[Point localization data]
>>>>

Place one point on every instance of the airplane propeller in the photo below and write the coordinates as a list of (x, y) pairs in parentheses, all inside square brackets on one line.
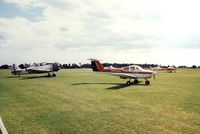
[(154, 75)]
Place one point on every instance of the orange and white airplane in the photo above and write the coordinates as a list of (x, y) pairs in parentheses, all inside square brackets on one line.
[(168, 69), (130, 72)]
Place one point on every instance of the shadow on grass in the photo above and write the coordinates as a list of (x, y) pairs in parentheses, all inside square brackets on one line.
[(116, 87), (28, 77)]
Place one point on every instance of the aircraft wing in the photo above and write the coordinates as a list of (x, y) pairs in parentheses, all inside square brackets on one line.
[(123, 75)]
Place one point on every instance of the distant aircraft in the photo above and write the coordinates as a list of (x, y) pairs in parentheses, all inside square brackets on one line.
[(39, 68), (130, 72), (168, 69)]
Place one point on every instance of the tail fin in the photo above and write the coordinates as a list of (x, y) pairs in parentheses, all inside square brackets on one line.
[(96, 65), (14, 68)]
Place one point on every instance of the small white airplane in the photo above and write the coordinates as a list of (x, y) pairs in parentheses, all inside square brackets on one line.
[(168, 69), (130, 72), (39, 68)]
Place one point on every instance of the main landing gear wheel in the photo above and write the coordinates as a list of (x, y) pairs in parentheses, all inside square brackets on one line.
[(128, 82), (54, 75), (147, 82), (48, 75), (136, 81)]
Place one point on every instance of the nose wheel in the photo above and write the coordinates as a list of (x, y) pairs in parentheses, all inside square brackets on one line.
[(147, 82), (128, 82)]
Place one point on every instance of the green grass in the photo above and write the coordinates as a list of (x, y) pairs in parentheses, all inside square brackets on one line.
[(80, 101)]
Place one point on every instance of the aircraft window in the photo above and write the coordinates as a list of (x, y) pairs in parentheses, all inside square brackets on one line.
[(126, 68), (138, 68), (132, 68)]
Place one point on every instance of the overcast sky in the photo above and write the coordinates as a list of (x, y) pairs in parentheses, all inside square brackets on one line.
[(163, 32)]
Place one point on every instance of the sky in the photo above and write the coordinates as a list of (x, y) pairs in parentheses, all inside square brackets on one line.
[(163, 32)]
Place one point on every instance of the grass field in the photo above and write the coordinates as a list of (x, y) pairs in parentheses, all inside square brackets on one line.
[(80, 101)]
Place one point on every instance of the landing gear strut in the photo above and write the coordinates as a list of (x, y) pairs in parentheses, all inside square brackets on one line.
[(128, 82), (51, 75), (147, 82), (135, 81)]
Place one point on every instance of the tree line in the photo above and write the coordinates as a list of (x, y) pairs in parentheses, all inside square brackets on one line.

<<<<
>>>>

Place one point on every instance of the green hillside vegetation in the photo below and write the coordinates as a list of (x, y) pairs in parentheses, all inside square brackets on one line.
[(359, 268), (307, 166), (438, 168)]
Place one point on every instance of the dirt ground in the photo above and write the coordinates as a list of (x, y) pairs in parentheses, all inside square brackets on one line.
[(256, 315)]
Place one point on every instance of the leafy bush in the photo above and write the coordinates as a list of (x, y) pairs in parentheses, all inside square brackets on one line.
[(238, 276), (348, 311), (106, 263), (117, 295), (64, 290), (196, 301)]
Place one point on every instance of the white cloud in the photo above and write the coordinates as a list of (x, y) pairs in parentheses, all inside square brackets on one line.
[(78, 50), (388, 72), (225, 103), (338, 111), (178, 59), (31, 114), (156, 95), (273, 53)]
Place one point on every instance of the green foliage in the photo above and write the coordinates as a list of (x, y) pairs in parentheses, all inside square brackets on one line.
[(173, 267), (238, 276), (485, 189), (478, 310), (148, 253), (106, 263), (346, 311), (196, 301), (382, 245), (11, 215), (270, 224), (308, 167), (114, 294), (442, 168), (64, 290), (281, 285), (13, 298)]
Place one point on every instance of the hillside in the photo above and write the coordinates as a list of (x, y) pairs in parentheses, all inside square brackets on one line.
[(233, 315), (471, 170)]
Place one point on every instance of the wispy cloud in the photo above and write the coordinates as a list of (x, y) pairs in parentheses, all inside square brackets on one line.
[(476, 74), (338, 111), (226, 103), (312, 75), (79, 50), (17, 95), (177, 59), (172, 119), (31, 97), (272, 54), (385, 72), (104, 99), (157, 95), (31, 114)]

<<<<

▶ **TASK DIRECTIONS**: Please return the lines above that run from the line containing "Place one point on every instance of the main" to the line containing "Place one point on every instance of the tree", inclusive, exactly and with no other lines.

▶ **RESPONSE TO THE EXERCISE**:
Place one point on every instance of the main landing gear wheel in the photo above and write the coordinates as a list of (x, y) pairs in parentheses, all inside square brackets on one line.
[(128, 82), (54, 75), (147, 82), (48, 75), (136, 81)]
Place one point on every instance of the nose wheel in the photo above and write the coordinates as a list of (x, y) pairs in parentheses, all inside square brackets on one line.
[(147, 82), (128, 82)]
Place one point on every instance of the green grass in the photo above and write the coordinates as a list of (x, y) pairs in parentheses, all inside square brackets on one line.
[(80, 101)]
Place one point on every instance of the aircraft window in the photo above and write the coordinates as a list of (x, y) pairs in parentheses, all inside square brackets on one line.
[(126, 68), (138, 68), (132, 68)]
Place one point on every instance of the overcast sky in the photo above and write the coordinates as a list of (x, y) pairs in parentheses, all inside square brackets on one line.
[(163, 32)]
Place one point on every instance of the sky in the photo above and write the coordinates as a list of (x, y) pairs in parentheses, all inside square brackets on one line.
[(163, 32)]
Place one point on every instance of the grass field in the photo above and write the coordinates as a list of (x, y) pairs in parentheses, all inside square brackets on one line.
[(80, 101)]
Place one point on every instance of the landing gear strut in the photo above and write the coordinates as a list of (x, y) pairs in parentheses, all inside square brackets on one line.
[(128, 82), (51, 75), (147, 82), (135, 81)]
Place one point on every instance of the tree line in the photo above and write the coordinates as a list of (x, y) pairs in parentheses, all inside square brackets on one line.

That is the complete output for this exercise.